▸ Text
┄┄┄┄┄┄┄┄┄┄

Responsible Pet Ownership: Dogs
On this page:
- Are you really ready for a dog?
- Having a dog is fun
- Safety around dogs
- Dogs in pickups
- When shelter is necessary
- Breaking the barking habit
Are you really ready for a dog?
- Can you afford veterinary care, food and grooming cost?
- Will you obey laws that pertain to animal ownership?
- Do you have allergies?
- Will you take time with your pet on a regular basis? Dogs need daily exercise and training.
- Will you make a commitment to a pet for its entire life? A dog or cat may live to be 20 years old.
- Will you have the pet spayed or neutered?
- When you take a vacation, do you know what to do with your pet?
- Does your landlord allow pets? If so, do they require a deposit?
If you answered yes to all of the above questions you will be a responsible dog owner.
Having a dog is FUN...
...but it's also a big responsibility. Remember that your dog depends on you for everything. Use the list below to learn how to take care of your dog the right way. Giving your dog what it needs is being a responsible owner and good friend.
Are you a responsible owner?
- provide fresh water at all times?
- provide quality dog food?
- have your dog checked by a veterinarian at least once a year?
- make sure your dog wears its current license and ID tag?
- make sure your dog gets plenty of exercise?
- bathe and groom your dog regularly?
- play with your dog?
- train your dog?
- give it lots of love?
Safety Around Dogs
All dogs are different, just as people are different. Some dogs are friendly and some are not. Sometimes even a friendly dog may bite.
Dogs may bite when they are surprised, excited or scared. Running, yelling, loud noises and teasing can cause a dog to bite you.
If a strange dog comes toward you:
- Be calm and stand still. Never run away.
- Face the dog and watch him, but don't stare into his eyes.
- Speak softly but firmly to the dog, saying things like, "good dog".
- After the dog has calmed down and doesn't look scared or angry, you can leave safely by slowly backing away.
- Never run from a dog.
- Never touch a dog you don't know.
If you're riding a bike and you see a strange dog:
- Stop the bike.
- Get off the bike on the side away from the dog.
- Keep the bike between you and the dog.
- Back away slowly to an area of safety, perhaps a parked car.
Dogs In Pickups?
...it shouldn't happen!
Don't let your dog travel unsecured in an open pickup truck bed. Dogs can't "hold on" the way humans can, and any sudden start, stop or turn can toss your pet onto the highway. If the impact of hitting the road at a high speed doesn't kill it, oncoming traffic probably will.
There are other hazards to consider. Most dogs love the feeling of wind blowing past their ears at 60 mph, but that wind can seriously irritate mucous membranes and blow pieces of grit into the animal's eye. Insects or flying debris can also lodge in the nasal passages or get sucked up into the windpipe.
It is safest to allow your dog to ride inside the truck cab, or leave it at home. If it must ride in the back of a truck put the pet inside a crate that will give some protection from the wind and weather, and tie the crate securely to the walls of the truck bed so it cannot slide about or be tossed out of the truck.
When Shelter is Necessary
Lincoln City Ordinance 6.08.200 requires that animals have convenient access to shelter throughout the year. This requirement is defined and interpreted to include the following:
- Any dog kept outside habitually or left outside unattended repeatedly when adults persons are not present on the property must have shelter as described below.

┄┄┄┄┄┄┄┄┄┄

▸ Problems
**1.** Set down, word for word, the passage of the dog ownership text between "- Will you obey" and "at all times?", inclusive.
**2.** Extract from the entries, unchanged, the lines between the lines holding "Exercise. Indicate the tower" and "x=175, y=127", inclusive.

▸ Information provided
┄┄┄┄┄┄┄┄┄┄

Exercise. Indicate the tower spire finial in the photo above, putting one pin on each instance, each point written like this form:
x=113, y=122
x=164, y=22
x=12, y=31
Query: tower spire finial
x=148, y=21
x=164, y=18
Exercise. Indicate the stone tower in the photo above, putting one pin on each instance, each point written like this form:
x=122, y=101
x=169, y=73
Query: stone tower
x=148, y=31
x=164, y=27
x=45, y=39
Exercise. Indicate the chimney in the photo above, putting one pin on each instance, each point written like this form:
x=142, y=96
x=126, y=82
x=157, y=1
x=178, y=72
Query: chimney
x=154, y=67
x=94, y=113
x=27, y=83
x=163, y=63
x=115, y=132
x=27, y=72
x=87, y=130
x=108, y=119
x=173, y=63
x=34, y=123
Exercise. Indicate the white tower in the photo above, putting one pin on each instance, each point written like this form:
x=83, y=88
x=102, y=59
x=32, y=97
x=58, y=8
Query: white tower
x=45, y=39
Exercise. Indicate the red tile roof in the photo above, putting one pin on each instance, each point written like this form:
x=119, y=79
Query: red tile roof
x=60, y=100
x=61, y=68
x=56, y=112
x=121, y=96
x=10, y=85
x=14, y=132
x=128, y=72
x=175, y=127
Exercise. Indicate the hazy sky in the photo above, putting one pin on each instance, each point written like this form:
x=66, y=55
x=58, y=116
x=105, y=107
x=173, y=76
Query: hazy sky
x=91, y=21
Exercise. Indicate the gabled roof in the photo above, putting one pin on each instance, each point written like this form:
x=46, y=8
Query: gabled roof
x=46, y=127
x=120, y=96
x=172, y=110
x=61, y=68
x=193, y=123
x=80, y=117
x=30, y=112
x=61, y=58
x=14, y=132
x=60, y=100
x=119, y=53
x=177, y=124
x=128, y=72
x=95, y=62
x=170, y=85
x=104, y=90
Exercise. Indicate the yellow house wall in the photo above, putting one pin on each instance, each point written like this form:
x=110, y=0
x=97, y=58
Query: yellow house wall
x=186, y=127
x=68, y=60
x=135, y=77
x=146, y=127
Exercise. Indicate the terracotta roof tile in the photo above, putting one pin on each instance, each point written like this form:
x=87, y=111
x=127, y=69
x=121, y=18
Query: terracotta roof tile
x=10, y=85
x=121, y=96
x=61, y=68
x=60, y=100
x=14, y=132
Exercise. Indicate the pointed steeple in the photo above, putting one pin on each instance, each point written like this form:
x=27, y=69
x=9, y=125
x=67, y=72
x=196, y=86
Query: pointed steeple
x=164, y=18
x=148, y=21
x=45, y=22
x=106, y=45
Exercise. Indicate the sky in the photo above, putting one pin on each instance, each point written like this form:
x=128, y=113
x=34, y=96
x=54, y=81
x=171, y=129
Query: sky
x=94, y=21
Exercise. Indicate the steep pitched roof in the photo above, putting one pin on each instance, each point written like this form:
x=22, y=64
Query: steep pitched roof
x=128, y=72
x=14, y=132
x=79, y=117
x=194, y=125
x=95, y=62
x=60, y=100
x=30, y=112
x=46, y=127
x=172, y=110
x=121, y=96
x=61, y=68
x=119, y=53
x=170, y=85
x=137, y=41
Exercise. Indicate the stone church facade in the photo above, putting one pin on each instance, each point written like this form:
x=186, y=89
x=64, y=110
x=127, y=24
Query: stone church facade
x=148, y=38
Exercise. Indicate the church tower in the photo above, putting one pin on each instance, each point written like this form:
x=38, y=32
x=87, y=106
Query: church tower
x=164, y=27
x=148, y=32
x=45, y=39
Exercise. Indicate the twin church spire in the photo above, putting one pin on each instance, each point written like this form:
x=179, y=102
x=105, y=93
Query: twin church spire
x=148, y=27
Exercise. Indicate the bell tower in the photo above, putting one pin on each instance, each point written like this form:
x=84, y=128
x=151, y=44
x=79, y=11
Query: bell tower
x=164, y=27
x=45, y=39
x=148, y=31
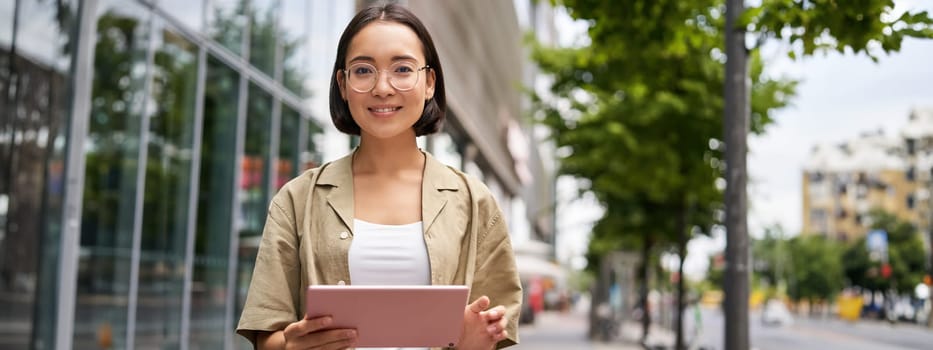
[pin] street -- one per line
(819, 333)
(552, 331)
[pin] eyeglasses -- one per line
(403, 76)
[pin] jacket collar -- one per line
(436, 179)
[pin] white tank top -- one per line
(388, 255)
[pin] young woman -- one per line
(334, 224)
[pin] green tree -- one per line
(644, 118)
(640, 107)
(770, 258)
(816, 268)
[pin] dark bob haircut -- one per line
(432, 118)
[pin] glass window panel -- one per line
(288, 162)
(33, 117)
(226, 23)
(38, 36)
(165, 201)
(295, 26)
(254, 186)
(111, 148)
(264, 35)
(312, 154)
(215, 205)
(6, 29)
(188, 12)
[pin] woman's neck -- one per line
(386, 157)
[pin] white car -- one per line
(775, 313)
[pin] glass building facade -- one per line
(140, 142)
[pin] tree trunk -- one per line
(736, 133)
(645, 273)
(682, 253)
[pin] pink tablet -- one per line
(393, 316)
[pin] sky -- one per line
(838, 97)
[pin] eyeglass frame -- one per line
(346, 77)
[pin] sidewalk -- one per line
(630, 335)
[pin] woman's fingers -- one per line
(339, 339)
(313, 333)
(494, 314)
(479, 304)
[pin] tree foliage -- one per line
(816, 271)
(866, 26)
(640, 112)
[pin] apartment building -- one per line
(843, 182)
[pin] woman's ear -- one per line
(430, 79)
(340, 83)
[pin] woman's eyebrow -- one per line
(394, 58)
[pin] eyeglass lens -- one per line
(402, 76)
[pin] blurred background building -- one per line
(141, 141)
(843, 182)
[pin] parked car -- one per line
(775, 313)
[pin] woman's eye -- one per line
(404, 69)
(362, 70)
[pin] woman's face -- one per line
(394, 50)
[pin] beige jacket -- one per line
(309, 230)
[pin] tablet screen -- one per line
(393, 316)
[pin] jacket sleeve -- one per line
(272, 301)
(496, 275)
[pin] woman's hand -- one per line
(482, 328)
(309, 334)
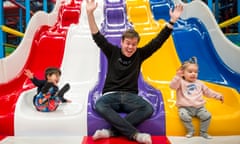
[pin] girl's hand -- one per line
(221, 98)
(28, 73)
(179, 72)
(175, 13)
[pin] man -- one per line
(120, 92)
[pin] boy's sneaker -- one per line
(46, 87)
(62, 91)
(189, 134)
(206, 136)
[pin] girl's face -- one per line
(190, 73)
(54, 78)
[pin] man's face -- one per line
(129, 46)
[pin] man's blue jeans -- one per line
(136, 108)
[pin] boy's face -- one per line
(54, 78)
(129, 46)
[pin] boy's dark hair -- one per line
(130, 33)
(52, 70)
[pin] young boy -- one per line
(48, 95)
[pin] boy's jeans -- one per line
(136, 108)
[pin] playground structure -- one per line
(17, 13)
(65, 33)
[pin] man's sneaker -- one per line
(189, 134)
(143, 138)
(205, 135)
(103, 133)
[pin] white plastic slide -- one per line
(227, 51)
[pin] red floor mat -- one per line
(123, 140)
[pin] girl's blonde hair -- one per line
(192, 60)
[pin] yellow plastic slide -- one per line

┄┄┄┄┄┄┄┄┄┄

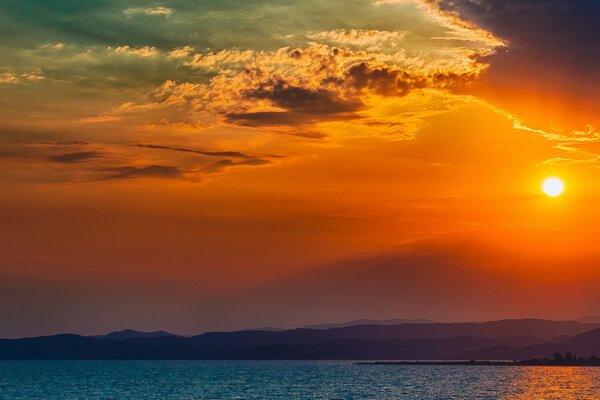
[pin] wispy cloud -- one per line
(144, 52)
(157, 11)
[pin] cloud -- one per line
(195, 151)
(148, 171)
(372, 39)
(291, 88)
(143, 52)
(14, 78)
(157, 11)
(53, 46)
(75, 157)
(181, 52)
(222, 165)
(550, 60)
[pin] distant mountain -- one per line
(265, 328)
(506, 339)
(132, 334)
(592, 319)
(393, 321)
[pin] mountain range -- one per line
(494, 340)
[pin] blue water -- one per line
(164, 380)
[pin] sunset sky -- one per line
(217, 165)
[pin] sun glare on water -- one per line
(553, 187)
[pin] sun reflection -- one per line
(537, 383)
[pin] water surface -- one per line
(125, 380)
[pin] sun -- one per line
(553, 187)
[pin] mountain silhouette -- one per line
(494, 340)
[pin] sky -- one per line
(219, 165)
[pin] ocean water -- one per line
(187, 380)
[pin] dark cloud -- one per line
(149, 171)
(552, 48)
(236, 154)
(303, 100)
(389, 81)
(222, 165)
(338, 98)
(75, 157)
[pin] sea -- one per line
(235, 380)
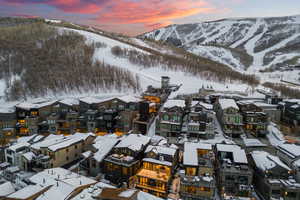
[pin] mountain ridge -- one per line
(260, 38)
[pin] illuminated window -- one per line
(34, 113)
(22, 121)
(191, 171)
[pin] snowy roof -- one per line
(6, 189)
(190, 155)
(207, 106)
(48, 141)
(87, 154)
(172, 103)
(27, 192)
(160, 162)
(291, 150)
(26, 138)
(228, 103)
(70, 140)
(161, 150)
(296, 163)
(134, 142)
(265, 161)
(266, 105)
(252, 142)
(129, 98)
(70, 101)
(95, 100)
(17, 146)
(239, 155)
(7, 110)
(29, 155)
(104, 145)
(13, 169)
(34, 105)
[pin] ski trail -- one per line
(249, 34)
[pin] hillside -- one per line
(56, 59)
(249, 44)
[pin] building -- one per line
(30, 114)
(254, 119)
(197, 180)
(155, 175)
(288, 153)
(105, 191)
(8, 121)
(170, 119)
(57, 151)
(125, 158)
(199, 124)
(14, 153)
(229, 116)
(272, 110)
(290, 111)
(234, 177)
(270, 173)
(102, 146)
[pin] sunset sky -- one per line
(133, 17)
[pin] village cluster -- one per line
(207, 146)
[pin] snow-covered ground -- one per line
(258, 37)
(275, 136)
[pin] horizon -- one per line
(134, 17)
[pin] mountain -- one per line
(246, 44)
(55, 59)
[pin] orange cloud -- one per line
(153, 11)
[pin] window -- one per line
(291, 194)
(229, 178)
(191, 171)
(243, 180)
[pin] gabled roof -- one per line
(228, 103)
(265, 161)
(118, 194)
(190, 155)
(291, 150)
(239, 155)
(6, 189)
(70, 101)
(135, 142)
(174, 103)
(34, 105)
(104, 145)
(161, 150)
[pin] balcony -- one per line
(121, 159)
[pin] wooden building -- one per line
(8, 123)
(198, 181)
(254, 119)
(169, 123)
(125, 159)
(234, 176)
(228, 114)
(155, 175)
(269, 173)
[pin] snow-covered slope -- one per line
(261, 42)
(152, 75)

┄┄┄┄┄┄┄┄┄┄

▸ Answer list
**1.**
- Will you obey laws that pertain to animal ownership?
- Do you have allergies?
- Will you take time with your pet on a regular basis? Dogs need daily exercise and training.
- Will you make a commitment to a pet for its entire life? A dog or cat may live to be 20 years old.
- Will you have the pet spayed or neutered?
- When you take a vacation, do you know what to do with your pet?
- Does your landlord allow pets? If so, do they require a deposit?
If you answered yes to all of the above questions you will be a responsible dog owner.
Having a dog is FUN...
...but it's also a big responsibility. Remember that your dog depends on you for everything. Use the list below to learn how to take care of your dog the right way. Giving your dog what it needs is being a responsible owner and good friend.
Are you a responsible owner?
- provide fresh water at all times?

**2.**
Exercise. Indicate the tower spire finial in the photo above, putting one pin on each instance, each point written like this form:
x=113, y=122
x=164, y=22
x=12, y=31
Query: tower spire finial
x=148, y=21
x=164, y=18
Exercise. Indicate the stone tower in the photo above, putting one pin on each instance, each point written like this form:
x=122, y=101
x=169, y=73
Query: stone tower
x=148, y=31
x=164, y=27
x=45, y=39
Exercise. Indicate the chimney in the photo above, putting one pin on each instance, each point written like this form:
x=142, y=96
x=126, y=82
x=157, y=1
x=178, y=72
Query: chimney
x=154, y=67
x=94, y=113
x=27, y=83
x=163, y=63
x=115, y=132
x=27, y=72
x=87, y=130
x=108, y=119
x=173, y=63
x=34, y=123
Exercise. Indicate the white tower in the photo above, putting one pin on each instance, each point written like this form:
x=83, y=88
x=102, y=59
x=32, y=97
x=58, y=8
Query: white tower
x=45, y=39
Exercise. Indicate the red tile roof in the photo above, putting one pin on each instance, each point written like this form:
x=119, y=79
Query: red tile roof
x=60, y=100
x=61, y=68
x=56, y=112
x=121, y=96
x=10, y=85
x=14, y=132
x=128, y=72
x=175, y=127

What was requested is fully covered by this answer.